_DOCUMENT PASSAGE:_
IN THE NATIONAL INDUSTRIAL COURT OF NIGERIA
IN THE BAUCHI JUDICIAL DIVISION
HOLDEN AT BAUCHI
BEFORE HIS LORDSHIP HON. JUSTICE R.H. GWANDU
DATE: SEPTEMBER 20th, 2016
SUIT NO: NICN/BAU/02/2016
1. DAUDA M. ALIYU
2. EZEKIEL JOHN
3. DANIEL A. WORMI
4. IRMIYA CHIMA CLAIMANTS
5. HANNATU G. DADI
6. NAOMI KUSHI
7. SAMUEL D. BATURE
8. SARATU DUNNA
1. STATE UNIVERSAL BASIC EDUCATION BOARD (SUBEB) BAUCHI
2. BAUCHI STATE CIVIL SERVICE COMMISSION
3. BAUCHI STATE GOVERNMENT
Samaila Idris Esq for the Claimant
Respondents not represented
By an Originating Summons dated and filed on 15th February 2016, the Claimants raised Four (4) questions thus:
(1) Whether in the light of Exhibit K, L, N, R & (A1, B1, C1, E1, F1, H1) the Applicants would said (sic) to have voluntarily retired from the service of the Respondent.
(2) Whether if the answer to one above is in the negative and having regard to all the Exhibits, the Applicants services were not unlawfully terminated?
(3) Whether having regards to all the Exhibits placed before this Honourable Court, the services of all the Applicants is still subsisting.

_THINGS TO DO:_
(1) In the court document, on what date was the Originating Summons dated and filed?
(2) Write the next part of the court document, picking up after its last sentence.
None of the lines below are needed.

Data items
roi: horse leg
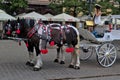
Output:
[33,44,43,71]
[75,36,80,69]
[26,51,34,66]
[26,43,34,66]
[74,48,80,69]
[69,52,75,68]
[60,46,65,64]
[54,47,60,63]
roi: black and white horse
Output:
[48,23,80,69]
[5,19,48,71]
[3,19,80,71]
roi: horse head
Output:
[3,20,16,37]
[49,23,77,52]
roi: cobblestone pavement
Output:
[0,40,120,80]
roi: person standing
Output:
[93,4,102,25]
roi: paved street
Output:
[0,40,120,80]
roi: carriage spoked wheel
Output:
[80,46,93,61]
[97,43,117,67]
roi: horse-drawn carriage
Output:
[79,15,120,67]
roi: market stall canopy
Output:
[44,13,53,21]
[0,9,16,21]
[19,11,48,21]
[16,13,26,18]
[51,13,80,22]
[44,13,53,18]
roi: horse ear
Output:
[7,19,10,23]
[17,17,20,22]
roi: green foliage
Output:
[48,0,120,16]
[0,0,28,15]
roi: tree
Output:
[0,0,28,15]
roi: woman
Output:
[93,4,101,25]
[92,4,103,38]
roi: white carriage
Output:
[79,15,120,67]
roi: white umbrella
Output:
[0,10,15,21]
[51,13,80,22]
[19,11,48,21]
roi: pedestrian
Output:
[93,4,102,25]
[92,4,103,37]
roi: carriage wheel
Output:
[97,43,117,67]
[80,47,93,61]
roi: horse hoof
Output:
[26,61,30,66]
[33,67,41,71]
[74,66,80,70]
[60,61,65,64]
[54,59,59,63]
[68,64,74,68]
[26,61,34,67]
[29,63,34,67]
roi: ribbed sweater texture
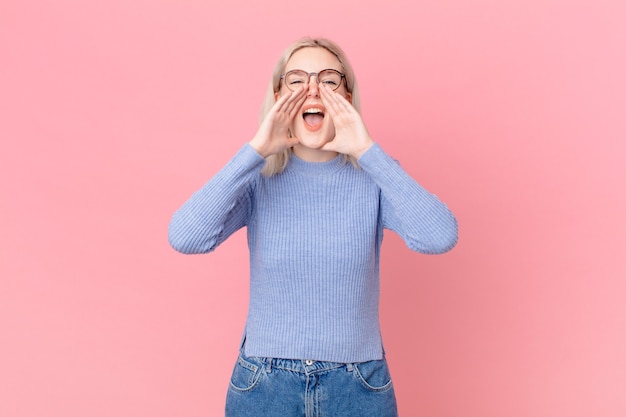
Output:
[169,144,457,363]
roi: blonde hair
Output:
[259,37,361,177]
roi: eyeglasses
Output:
[280,69,346,91]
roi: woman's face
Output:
[276,47,351,154]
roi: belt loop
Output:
[239,330,246,353]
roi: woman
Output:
[169,38,457,417]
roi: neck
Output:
[293,145,337,162]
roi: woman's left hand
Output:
[319,83,374,159]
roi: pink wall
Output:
[0,0,626,417]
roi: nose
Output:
[307,74,320,97]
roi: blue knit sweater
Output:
[169,144,457,363]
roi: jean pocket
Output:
[230,356,264,392]
[354,359,393,392]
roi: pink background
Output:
[0,0,626,417]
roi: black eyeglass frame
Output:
[280,68,348,91]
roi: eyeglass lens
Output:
[285,70,341,91]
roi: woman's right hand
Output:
[250,87,306,158]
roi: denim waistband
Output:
[256,358,352,375]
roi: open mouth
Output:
[302,106,324,130]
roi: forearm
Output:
[359,144,458,253]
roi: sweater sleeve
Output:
[359,144,458,254]
[168,144,265,254]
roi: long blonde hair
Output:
[259,37,361,177]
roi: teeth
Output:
[304,108,322,114]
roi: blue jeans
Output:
[226,352,398,417]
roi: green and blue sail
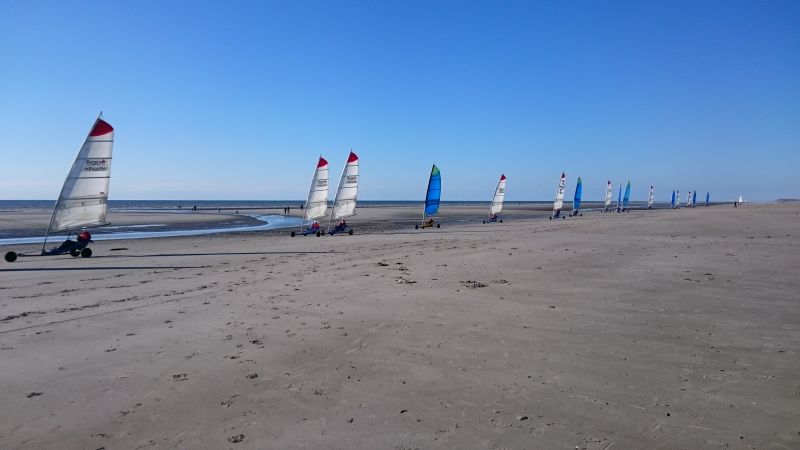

_ANSWERS TO THIS EXERCISE:_
(1) 15th February 2016

(2)
(4) Whether the stoppage of the salaries of all the Applicants without any just course from April, 2015 till date is not a breach of their respective fundamental right under Section 42 of the 1999 Constitution of the Federal Republic of Nigeria.
Wherefore, the Applicants sought the following reliefs:
1. A declaration that all the Applicants had not voluntarily retired.
2. A declaration that the termination of the Applicants’ employment by the Respondents is unlawful, void and of no effect.
3. A declaration that the services of all the Applicants with the Respondents still subsist and or reinstating each of the Applicants to his service.
4. An order directing the Respondents to pay to the Applicants all their arrears of salaries from April 2015, to when they are finally reinstated and all other benefits accrued to the Applicants.
5. General damages of N8, 000,000.00 for all the Applicants covering the trauma and sufferings they have been subjected to as a result of the wrongful termination of their employment.
6. 10% post judgment interest in respect of the judgment sum from the date of delivery of judgment and final satisfaction of same.
7. An order directing the Respondent to make all the Applicants through their Solicitors Chambers (Samalia Idris & Co. Al-Farma Chambers) (sic).
The Originating Summons was supported by an affidavit of 41 paragraphs deposed to by the 1st Applicant, Dauda M. Aliyu. Attached to the affidavit were several documents tagged “Exhibit A – R”.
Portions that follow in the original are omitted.